#### Problem description:
Write out every one of the records below word for word, leaving out the pictures.

#### Listed records:
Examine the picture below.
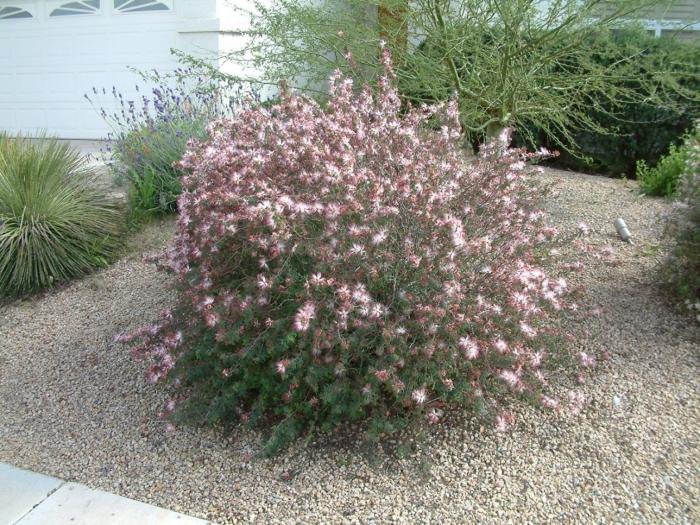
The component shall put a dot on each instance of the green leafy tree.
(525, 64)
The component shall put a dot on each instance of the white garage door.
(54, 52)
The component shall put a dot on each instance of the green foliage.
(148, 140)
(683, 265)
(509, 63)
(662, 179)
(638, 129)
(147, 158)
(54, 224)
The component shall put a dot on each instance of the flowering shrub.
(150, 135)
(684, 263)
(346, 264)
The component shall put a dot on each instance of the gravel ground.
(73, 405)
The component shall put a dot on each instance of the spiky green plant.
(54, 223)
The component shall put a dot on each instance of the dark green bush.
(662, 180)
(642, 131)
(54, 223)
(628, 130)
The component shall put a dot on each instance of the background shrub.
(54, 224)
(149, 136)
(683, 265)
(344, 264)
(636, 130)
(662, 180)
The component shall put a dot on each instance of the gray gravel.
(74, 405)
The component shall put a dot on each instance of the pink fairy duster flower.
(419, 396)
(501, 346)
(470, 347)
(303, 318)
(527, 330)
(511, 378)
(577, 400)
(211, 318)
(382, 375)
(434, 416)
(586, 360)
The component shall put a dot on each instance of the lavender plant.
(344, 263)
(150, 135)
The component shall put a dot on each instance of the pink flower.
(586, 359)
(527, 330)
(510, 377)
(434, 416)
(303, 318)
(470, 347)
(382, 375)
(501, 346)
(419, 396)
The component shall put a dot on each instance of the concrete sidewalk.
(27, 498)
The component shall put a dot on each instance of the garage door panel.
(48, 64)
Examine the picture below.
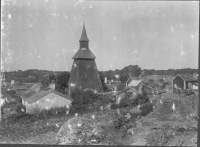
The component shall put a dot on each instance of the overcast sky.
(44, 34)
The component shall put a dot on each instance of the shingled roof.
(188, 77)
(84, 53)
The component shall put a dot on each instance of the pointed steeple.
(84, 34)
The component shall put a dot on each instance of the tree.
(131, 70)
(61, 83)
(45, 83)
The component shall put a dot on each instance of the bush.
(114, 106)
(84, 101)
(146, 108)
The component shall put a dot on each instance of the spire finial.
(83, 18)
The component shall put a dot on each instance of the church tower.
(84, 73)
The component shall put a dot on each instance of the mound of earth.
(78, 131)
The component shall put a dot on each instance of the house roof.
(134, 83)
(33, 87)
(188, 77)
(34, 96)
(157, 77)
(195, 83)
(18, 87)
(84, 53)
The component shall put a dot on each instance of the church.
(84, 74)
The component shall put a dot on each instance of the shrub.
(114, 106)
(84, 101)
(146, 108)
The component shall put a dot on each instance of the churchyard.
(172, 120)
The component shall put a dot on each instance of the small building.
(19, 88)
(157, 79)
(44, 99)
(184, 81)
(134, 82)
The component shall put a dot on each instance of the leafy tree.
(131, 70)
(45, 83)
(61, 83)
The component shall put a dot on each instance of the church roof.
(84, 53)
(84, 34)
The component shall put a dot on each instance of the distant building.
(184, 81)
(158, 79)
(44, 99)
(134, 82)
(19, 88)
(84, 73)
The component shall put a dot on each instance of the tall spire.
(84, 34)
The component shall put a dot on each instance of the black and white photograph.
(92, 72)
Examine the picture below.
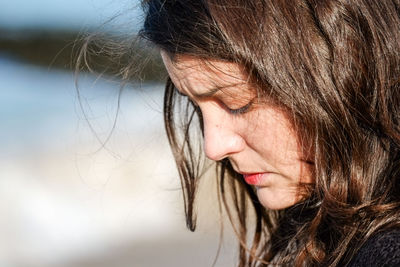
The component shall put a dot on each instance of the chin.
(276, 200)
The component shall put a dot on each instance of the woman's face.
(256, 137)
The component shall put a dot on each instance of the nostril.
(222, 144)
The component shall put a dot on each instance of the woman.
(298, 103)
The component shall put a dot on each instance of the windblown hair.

#### Exercise solution:
Examine the picture below.
The component shall put a dot on each instance of the green leafy tree.
(525, 64)
The component shall put a dot on each instance of the white garage door.
(54, 52)
The component shall put a dot on each instance of the green foliage.
(148, 140)
(683, 265)
(509, 63)
(662, 179)
(638, 129)
(147, 158)
(54, 224)
The component shall put a dot on each instance of the flowering shrub.
(150, 135)
(684, 263)
(346, 264)
The component shall put a dot on each instance of the gravel ground.
(73, 405)
The component shall put a dot on each instance of the spiky green plant.
(54, 223)
The component shall put a dot on each instance of the dark green bush.
(662, 180)
(642, 131)
(54, 223)
(628, 130)
The component shall put a dot on each instance of the background shrub.
(54, 224)
(149, 136)
(683, 265)
(344, 264)
(636, 130)
(662, 180)
The component shall put a dot on each instance of the gray gravel.
(74, 405)
The component shall put a dot on each instance of the pink fairy duster flower.
(419, 396)
(501, 346)
(470, 347)
(303, 318)
(527, 330)
(511, 378)
(577, 400)
(211, 318)
(382, 375)
(434, 416)
(586, 360)
The component shall put a dot on each instance of the lavender plant.
(344, 263)
(150, 135)
The component shall put a dot on each instance of the pink flower.
(586, 359)
(527, 330)
(510, 377)
(434, 416)
(303, 318)
(470, 347)
(382, 375)
(501, 346)
(419, 396)
The component shall put a dot on each instance of the concrete sidewalk.
(27, 498)
The component shall put a dot on each instance of the garage door panel.
(48, 64)
Examine the picture below.
The component shall put a dot on each instance of the overcast sky.
(44, 34)
The component shall put a dot on each instance of the shingled roof.
(188, 77)
(84, 53)
The component shall put a dot on each instance of the pointed steeple.
(84, 34)
The component shall put a dot on each instance of the tree.
(131, 70)
(61, 83)
(45, 83)
The component shall put a dot on each instance of the bush.
(114, 106)
(84, 101)
(146, 108)
The component shall put a dot on each instance of the spire finial.
(83, 18)
The component shall put a dot on each instance of the church tower.
(84, 73)
The component shall put a dot on each instance of the mound of earth.
(78, 131)
The component shall put a dot on each instance of the house roof.
(134, 83)
(33, 87)
(188, 77)
(34, 96)
(157, 77)
(195, 83)
(18, 87)
(84, 53)
The component shall put a dot on each instance of the church.
(84, 74)
The component shall put a dot on each instance of the shrub.
(114, 106)
(84, 101)
(146, 108)
The component shall put a dot on each instance of the churchyard.
(172, 120)
The component shall put a dot on each instance of the small building.
(19, 88)
(157, 79)
(44, 99)
(184, 81)
(134, 82)
The component shall put a dot on each instance of the leafy tree.
(131, 70)
(45, 83)
(61, 83)
The component shall put a dot on each instance of the church roof.
(84, 53)
(84, 34)
The component shall put a dot on each instance of the distant building.
(184, 81)
(158, 79)
(44, 99)
(134, 82)
(19, 88)
(84, 73)
The component shall put a dot on each instance of the tall spire.
(84, 34)
The component shall put a dot on each instance of the black and white photograph.
(92, 72)
Examine the picture below.
The component shall put a dot on each instance of the chin.
(276, 200)
The component shall put a dot on each instance of the woman's face.
(256, 137)
The component shall put a dot on each instance of the nostril.
(222, 144)
The component shall put a dot on each instance of the woman.
(298, 103)
The component shall put a dot on each instance of the windblown hair.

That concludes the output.